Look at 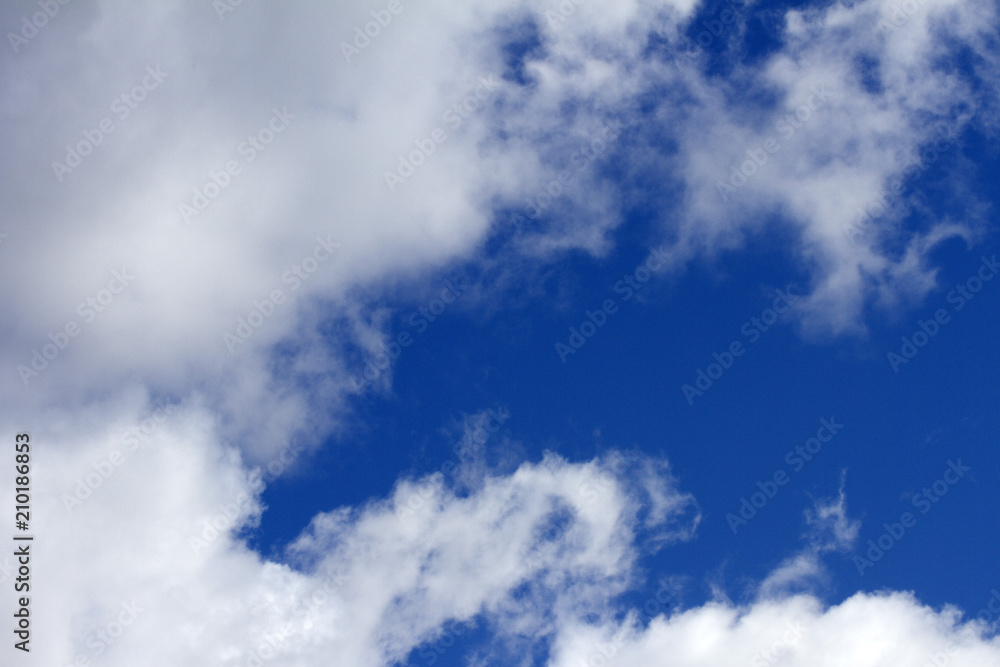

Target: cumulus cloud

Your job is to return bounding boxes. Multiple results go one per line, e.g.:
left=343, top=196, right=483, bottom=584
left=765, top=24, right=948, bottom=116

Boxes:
left=0, top=0, right=1000, bottom=666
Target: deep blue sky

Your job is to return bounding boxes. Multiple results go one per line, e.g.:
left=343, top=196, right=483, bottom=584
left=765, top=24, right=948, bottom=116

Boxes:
left=254, top=2, right=1000, bottom=664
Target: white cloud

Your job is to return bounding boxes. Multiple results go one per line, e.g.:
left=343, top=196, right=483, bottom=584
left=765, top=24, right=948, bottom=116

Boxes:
left=0, top=0, right=1000, bottom=666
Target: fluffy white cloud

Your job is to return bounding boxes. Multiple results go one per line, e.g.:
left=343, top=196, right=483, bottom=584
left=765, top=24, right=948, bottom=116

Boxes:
left=0, top=0, right=1000, bottom=666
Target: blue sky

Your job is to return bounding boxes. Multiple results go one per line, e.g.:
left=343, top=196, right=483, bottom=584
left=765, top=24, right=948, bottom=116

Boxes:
left=0, top=0, right=1000, bottom=667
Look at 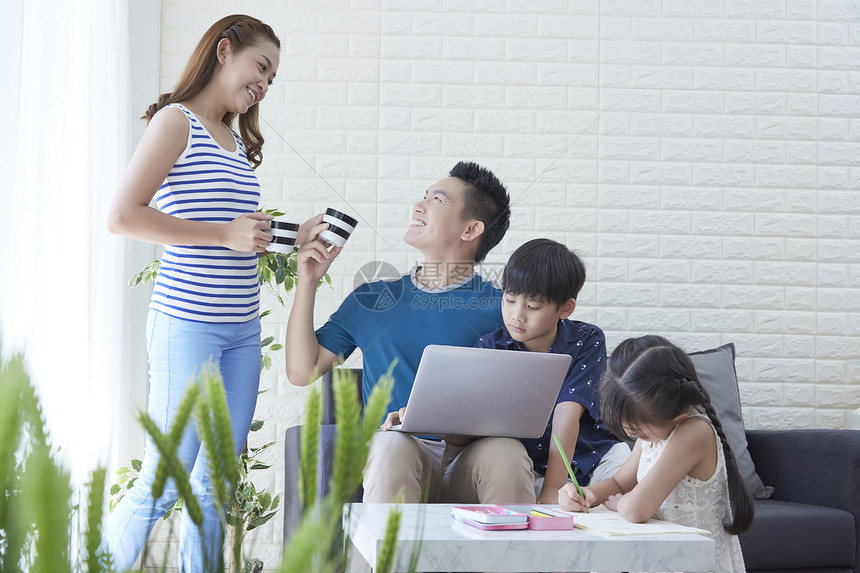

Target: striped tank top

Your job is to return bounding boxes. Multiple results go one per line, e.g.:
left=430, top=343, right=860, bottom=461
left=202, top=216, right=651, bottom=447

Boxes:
left=149, top=104, right=260, bottom=323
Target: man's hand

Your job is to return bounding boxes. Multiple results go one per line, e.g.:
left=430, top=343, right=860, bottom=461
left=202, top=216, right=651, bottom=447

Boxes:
left=296, top=223, right=342, bottom=289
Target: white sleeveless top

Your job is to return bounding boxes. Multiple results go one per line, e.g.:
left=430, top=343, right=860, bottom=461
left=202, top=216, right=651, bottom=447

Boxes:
left=149, top=104, right=260, bottom=323
left=636, top=414, right=746, bottom=573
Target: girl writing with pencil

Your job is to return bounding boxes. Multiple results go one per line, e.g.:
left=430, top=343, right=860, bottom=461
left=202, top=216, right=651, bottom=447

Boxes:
left=559, top=335, right=754, bottom=572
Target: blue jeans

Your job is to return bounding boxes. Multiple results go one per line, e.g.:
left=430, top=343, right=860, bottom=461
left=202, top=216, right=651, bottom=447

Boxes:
left=104, top=310, right=260, bottom=573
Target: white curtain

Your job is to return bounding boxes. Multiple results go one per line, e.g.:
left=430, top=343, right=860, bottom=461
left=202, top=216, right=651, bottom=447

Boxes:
left=0, top=0, right=129, bottom=485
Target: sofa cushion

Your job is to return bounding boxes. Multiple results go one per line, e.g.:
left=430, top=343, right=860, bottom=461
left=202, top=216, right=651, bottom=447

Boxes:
left=690, top=344, right=773, bottom=498
left=740, top=499, right=857, bottom=570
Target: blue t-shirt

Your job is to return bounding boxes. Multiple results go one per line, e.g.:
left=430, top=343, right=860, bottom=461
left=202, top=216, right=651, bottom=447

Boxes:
left=475, top=320, right=618, bottom=484
left=316, top=271, right=502, bottom=411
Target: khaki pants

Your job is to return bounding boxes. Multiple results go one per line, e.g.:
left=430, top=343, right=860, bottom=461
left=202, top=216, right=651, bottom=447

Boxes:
left=364, top=431, right=535, bottom=503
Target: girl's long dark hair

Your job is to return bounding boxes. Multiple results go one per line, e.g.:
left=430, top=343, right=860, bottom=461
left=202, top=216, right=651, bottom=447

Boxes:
left=141, top=14, right=281, bottom=169
left=600, top=335, right=755, bottom=535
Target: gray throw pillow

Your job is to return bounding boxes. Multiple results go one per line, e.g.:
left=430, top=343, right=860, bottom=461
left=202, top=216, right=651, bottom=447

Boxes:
left=689, top=344, right=773, bottom=499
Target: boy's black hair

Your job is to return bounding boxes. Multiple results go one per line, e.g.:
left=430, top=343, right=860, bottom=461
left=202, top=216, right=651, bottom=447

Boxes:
left=502, top=239, right=585, bottom=307
left=449, top=161, right=511, bottom=263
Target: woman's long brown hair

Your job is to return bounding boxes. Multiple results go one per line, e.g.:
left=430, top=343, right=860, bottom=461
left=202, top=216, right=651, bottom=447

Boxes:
left=141, top=14, right=281, bottom=169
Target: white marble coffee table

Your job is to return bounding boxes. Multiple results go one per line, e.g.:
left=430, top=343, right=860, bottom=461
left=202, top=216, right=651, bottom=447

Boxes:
left=344, top=503, right=715, bottom=572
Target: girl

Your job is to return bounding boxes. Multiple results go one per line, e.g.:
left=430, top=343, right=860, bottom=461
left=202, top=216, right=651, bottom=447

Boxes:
left=559, top=335, right=754, bottom=572
left=105, top=15, right=321, bottom=572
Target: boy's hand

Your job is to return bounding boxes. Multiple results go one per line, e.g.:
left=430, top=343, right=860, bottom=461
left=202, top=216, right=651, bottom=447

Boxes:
left=380, top=408, right=406, bottom=432
left=558, top=483, right=597, bottom=513
left=296, top=223, right=342, bottom=287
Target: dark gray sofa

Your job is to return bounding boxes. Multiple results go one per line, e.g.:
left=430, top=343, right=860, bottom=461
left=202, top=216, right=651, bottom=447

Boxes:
left=284, top=370, right=860, bottom=573
left=740, top=430, right=860, bottom=573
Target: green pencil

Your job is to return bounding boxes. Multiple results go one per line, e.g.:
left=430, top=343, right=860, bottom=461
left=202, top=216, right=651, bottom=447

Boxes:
left=552, top=434, right=585, bottom=508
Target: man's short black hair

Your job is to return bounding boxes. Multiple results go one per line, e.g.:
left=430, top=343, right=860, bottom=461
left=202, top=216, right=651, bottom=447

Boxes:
left=502, top=239, right=585, bottom=307
left=449, top=161, right=511, bottom=263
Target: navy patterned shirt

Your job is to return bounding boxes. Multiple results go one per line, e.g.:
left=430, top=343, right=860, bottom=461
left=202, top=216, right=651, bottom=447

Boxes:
left=475, top=320, right=618, bottom=484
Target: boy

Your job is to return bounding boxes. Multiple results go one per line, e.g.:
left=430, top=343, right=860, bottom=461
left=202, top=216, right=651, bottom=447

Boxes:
left=475, top=239, right=630, bottom=504
left=285, top=162, right=535, bottom=503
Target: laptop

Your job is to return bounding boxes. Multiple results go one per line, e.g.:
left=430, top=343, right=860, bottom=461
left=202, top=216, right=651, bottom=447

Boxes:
left=393, top=344, right=571, bottom=438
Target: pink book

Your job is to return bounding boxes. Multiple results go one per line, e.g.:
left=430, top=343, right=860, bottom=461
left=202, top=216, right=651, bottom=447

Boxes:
left=451, top=515, right=529, bottom=531
left=451, top=505, right=529, bottom=525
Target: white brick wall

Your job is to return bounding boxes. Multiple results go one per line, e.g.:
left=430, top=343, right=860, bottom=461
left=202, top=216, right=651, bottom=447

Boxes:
left=156, top=0, right=860, bottom=563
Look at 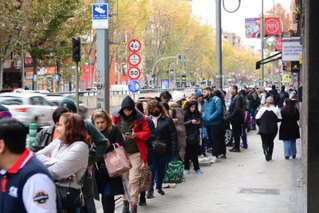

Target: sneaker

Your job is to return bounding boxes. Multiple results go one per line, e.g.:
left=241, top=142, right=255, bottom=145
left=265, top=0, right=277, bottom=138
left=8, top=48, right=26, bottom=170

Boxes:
left=122, top=201, right=130, bottom=213
left=146, top=191, right=154, bottom=199
left=130, top=204, right=137, bottom=213
left=157, top=189, right=165, bottom=195
left=229, top=148, right=240, bottom=152
left=138, top=198, right=147, bottom=206
left=184, top=169, right=191, bottom=175
left=195, top=169, right=204, bottom=174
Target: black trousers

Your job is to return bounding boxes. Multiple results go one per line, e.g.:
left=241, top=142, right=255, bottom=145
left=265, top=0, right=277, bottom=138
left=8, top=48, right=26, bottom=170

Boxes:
left=260, top=133, right=276, bottom=158
left=231, top=122, right=242, bottom=149
left=102, top=195, right=115, bottom=213
left=207, top=125, right=226, bottom=157
left=184, top=144, right=199, bottom=171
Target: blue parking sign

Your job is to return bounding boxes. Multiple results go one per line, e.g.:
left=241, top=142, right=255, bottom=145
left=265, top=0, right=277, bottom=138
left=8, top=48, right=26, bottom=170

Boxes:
left=128, top=80, right=141, bottom=93
left=92, top=3, right=109, bottom=29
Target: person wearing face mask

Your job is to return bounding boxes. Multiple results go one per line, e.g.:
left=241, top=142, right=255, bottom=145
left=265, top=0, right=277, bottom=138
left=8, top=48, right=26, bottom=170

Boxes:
left=112, top=96, right=151, bottom=213
left=147, top=100, right=178, bottom=198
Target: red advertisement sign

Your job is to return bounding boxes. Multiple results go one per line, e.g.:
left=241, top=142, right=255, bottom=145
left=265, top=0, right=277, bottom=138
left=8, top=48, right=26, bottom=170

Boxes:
left=265, top=17, right=281, bottom=36
left=275, top=38, right=282, bottom=51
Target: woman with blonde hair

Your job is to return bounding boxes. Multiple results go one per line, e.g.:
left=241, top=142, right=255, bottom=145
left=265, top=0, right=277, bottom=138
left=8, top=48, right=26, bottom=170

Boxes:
left=91, top=109, right=124, bottom=213
left=36, top=113, right=90, bottom=212
left=256, top=96, right=282, bottom=161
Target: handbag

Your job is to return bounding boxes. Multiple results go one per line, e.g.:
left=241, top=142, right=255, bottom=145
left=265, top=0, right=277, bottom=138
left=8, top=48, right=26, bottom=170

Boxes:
left=55, top=184, right=82, bottom=210
left=164, top=161, right=184, bottom=183
left=104, top=144, right=132, bottom=177
left=186, top=133, right=199, bottom=145
left=153, top=139, right=167, bottom=156
left=139, top=168, right=152, bottom=192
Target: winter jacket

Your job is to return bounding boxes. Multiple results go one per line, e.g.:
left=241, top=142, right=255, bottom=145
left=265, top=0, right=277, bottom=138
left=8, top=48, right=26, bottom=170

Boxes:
left=256, top=105, right=281, bottom=135
left=156, top=115, right=178, bottom=157
left=279, top=108, right=300, bottom=140
left=95, top=126, right=124, bottom=195
left=184, top=110, right=202, bottom=138
left=226, top=94, right=245, bottom=124
left=278, top=91, right=289, bottom=108
left=36, top=139, right=89, bottom=189
left=203, top=96, right=223, bottom=126
left=112, top=96, right=151, bottom=164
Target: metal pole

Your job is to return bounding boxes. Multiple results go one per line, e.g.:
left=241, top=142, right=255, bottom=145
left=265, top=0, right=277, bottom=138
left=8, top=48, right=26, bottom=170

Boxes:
left=216, top=0, right=223, bottom=90
left=96, top=0, right=110, bottom=112
left=260, top=0, right=265, bottom=86
left=75, top=62, right=80, bottom=112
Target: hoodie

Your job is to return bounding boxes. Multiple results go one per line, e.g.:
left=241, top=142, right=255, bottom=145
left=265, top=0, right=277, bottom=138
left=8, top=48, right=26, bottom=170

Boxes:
left=112, top=96, right=152, bottom=164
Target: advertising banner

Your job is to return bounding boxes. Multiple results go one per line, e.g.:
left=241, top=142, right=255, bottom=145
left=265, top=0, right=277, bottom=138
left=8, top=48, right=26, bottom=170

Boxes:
left=282, top=37, right=302, bottom=61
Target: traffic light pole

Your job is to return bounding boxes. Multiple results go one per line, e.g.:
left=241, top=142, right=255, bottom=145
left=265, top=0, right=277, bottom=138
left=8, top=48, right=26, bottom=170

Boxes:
left=75, top=62, right=80, bottom=113
left=96, top=0, right=110, bottom=112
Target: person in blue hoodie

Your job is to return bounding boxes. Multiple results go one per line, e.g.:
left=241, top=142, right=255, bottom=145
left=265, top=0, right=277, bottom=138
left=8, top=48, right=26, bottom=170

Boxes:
left=203, top=87, right=223, bottom=163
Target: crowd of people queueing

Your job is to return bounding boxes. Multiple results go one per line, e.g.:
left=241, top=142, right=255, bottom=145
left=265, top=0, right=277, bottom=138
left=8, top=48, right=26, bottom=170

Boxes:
left=0, top=85, right=300, bottom=213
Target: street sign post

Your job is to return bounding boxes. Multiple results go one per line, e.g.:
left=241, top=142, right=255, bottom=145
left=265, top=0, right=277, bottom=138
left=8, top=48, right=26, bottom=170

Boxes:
left=92, top=3, right=109, bottom=29
left=128, top=67, right=142, bottom=80
left=128, top=53, right=142, bottom=66
left=128, top=39, right=142, bottom=53
left=128, top=80, right=141, bottom=93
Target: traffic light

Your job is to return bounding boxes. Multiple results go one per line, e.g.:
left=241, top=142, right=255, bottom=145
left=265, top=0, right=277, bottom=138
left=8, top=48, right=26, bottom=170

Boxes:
left=72, top=37, right=81, bottom=62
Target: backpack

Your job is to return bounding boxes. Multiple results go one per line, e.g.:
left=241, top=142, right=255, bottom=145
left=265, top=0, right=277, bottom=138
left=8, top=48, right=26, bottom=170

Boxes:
left=250, top=91, right=261, bottom=107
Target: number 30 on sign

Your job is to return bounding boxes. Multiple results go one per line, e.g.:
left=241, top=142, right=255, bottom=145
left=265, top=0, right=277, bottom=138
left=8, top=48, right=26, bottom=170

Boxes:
left=128, top=39, right=142, bottom=52
left=128, top=67, right=141, bottom=79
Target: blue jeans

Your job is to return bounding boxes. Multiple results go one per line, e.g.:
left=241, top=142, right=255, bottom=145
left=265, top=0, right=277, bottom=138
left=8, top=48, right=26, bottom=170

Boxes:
left=241, top=125, right=248, bottom=147
left=284, top=140, right=297, bottom=157
left=150, top=156, right=168, bottom=191
left=250, top=107, right=257, bottom=127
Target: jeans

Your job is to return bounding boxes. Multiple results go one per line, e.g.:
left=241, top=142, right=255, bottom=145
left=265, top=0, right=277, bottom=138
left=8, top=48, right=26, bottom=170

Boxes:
left=207, top=125, right=225, bottom=157
left=250, top=107, right=257, bottom=127
left=241, top=125, right=247, bottom=147
left=260, top=133, right=276, bottom=158
left=102, top=195, right=115, bottom=213
left=150, top=156, right=168, bottom=191
left=184, top=144, right=199, bottom=171
left=231, top=122, right=242, bottom=149
left=284, top=140, right=297, bottom=157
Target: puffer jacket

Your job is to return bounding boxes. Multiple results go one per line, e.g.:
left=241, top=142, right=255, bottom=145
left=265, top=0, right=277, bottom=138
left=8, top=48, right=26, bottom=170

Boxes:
left=203, top=96, right=223, bottom=126
left=112, top=96, right=152, bottom=164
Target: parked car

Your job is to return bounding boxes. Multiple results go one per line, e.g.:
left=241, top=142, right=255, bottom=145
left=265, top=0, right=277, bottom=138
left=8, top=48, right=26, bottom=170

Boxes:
left=0, top=93, right=56, bottom=127
left=46, top=93, right=88, bottom=118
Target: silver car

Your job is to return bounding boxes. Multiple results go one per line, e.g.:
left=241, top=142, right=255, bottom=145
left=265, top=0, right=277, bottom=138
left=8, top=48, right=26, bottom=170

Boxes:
left=0, top=93, right=56, bottom=127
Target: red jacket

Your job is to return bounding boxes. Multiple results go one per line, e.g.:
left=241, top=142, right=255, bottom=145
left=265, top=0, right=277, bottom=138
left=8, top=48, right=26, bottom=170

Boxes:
left=112, top=112, right=152, bottom=164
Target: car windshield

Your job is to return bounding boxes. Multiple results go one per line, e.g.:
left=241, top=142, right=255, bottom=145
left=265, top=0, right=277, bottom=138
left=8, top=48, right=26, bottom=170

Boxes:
left=0, top=97, right=23, bottom=105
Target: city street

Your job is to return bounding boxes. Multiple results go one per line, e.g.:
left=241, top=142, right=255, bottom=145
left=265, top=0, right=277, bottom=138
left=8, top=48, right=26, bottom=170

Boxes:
left=94, top=131, right=303, bottom=213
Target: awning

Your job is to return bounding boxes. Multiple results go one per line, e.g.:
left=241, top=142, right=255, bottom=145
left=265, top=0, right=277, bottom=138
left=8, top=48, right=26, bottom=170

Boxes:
left=256, top=52, right=281, bottom=70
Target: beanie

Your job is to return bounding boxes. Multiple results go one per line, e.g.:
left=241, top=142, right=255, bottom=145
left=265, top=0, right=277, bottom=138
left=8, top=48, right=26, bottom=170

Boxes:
left=60, top=98, right=77, bottom=113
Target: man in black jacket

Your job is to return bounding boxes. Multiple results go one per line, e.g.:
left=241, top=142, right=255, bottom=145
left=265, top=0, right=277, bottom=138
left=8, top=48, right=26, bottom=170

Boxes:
left=226, top=85, right=245, bottom=152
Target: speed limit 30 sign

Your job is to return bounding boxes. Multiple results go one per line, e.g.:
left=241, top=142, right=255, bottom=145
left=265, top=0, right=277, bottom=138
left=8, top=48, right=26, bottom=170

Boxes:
left=128, top=67, right=142, bottom=80
left=128, top=39, right=142, bottom=52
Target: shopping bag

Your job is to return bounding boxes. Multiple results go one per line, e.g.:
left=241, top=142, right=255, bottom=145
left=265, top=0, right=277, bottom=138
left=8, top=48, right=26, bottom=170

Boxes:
left=139, top=168, right=152, bottom=192
left=164, top=161, right=184, bottom=183
left=104, top=146, right=132, bottom=177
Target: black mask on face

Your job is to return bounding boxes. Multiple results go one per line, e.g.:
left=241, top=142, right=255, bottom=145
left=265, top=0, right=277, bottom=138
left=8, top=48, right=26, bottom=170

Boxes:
left=151, top=110, right=161, bottom=117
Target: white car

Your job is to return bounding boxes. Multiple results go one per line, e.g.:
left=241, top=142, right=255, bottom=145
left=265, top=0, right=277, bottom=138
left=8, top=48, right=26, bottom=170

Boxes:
left=0, top=93, right=57, bottom=127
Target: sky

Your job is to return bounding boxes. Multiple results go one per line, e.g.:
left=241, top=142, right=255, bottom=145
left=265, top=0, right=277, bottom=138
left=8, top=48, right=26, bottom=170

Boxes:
left=192, top=0, right=291, bottom=49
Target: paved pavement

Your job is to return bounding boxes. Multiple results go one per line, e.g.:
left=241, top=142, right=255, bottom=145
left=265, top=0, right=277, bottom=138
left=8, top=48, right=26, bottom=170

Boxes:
left=97, top=131, right=303, bottom=213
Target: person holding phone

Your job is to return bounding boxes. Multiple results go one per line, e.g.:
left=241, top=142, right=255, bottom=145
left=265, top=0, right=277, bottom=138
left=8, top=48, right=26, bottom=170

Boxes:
left=112, top=96, right=151, bottom=213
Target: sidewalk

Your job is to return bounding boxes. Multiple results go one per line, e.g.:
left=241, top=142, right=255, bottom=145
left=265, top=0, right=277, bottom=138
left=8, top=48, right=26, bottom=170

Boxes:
left=97, top=131, right=301, bottom=213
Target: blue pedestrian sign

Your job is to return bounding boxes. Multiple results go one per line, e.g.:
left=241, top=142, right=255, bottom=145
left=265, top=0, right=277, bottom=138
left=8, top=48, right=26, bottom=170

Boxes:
left=128, top=80, right=141, bottom=93
left=92, top=3, right=109, bottom=29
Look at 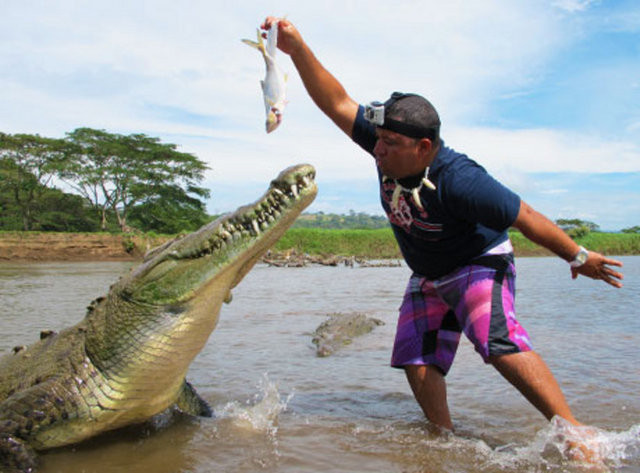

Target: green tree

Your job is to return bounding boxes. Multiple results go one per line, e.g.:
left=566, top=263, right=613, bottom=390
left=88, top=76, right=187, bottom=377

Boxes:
left=129, top=186, right=210, bottom=234
left=556, top=218, right=600, bottom=232
left=0, top=133, right=65, bottom=231
left=64, top=128, right=209, bottom=231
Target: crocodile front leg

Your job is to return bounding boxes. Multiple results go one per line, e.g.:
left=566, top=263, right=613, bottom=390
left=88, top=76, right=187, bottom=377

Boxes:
left=0, top=379, right=83, bottom=473
left=0, top=432, right=38, bottom=473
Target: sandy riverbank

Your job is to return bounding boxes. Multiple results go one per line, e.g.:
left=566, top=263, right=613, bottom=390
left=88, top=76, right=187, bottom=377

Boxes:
left=0, top=232, right=168, bottom=261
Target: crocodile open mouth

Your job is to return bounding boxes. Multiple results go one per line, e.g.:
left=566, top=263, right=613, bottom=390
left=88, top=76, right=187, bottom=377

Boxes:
left=123, top=164, right=318, bottom=303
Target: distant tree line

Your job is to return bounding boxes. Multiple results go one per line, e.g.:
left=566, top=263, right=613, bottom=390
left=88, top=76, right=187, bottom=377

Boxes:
left=0, top=128, right=209, bottom=233
left=0, top=128, right=640, bottom=234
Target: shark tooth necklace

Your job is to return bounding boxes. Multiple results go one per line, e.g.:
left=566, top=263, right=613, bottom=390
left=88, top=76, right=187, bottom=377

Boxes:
left=383, top=166, right=436, bottom=212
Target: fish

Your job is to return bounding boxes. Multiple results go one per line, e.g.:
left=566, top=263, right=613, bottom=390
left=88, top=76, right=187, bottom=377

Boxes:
left=242, top=22, right=287, bottom=133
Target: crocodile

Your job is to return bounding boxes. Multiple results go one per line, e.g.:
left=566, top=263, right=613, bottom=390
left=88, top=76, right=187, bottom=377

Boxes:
left=0, top=165, right=317, bottom=472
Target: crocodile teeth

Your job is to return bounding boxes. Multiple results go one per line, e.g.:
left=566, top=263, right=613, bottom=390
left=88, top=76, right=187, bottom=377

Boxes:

Stated task → Convert everything from the line containing "Target: shark tooth necklace" down to the last line of the material into a JSON list of strings, one string per line, skipping blank lines.

Problem solution →
[
  "Target: shark tooth necklace",
  "Your job is to return bounding boxes. Multiple results go one per line, e.g.:",
  "left=566, top=263, right=613, bottom=390",
  "left=88, top=76, right=187, bottom=377",
  "Boxes:",
  "left=383, top=166, right=436, bottom=212",
  "Target: fish",
  "Your job is to return bounding boxes. Multiple results go one per line, e.g.:",
  "left=566, top=263, right=613, bottom=390",
  "left=88, top=76, right=187, bottom=377",
  "Boxes:",
  "left=242, top=22, right=287, bottom=133",
  "Target: crocodile",
  "Your job is to return bounding boxes. Multiple results go one per line, e.g.:",
  "left=566, top=263, right=613, bottom=390",
  "left=88, top=76, right=187, bottom=377",
  "Boxes:",
  "left=0, top=165, right=317, bottom=472",
  "Target: crocodile teeth",
  "Your job is to return bounding boxes. Multiple results go one per line, e.g.:",
  "left=566, top=263, right=613, bottom=390",
  "left=88, top=76, right=187, bottom=377",
  "Boxes:"
]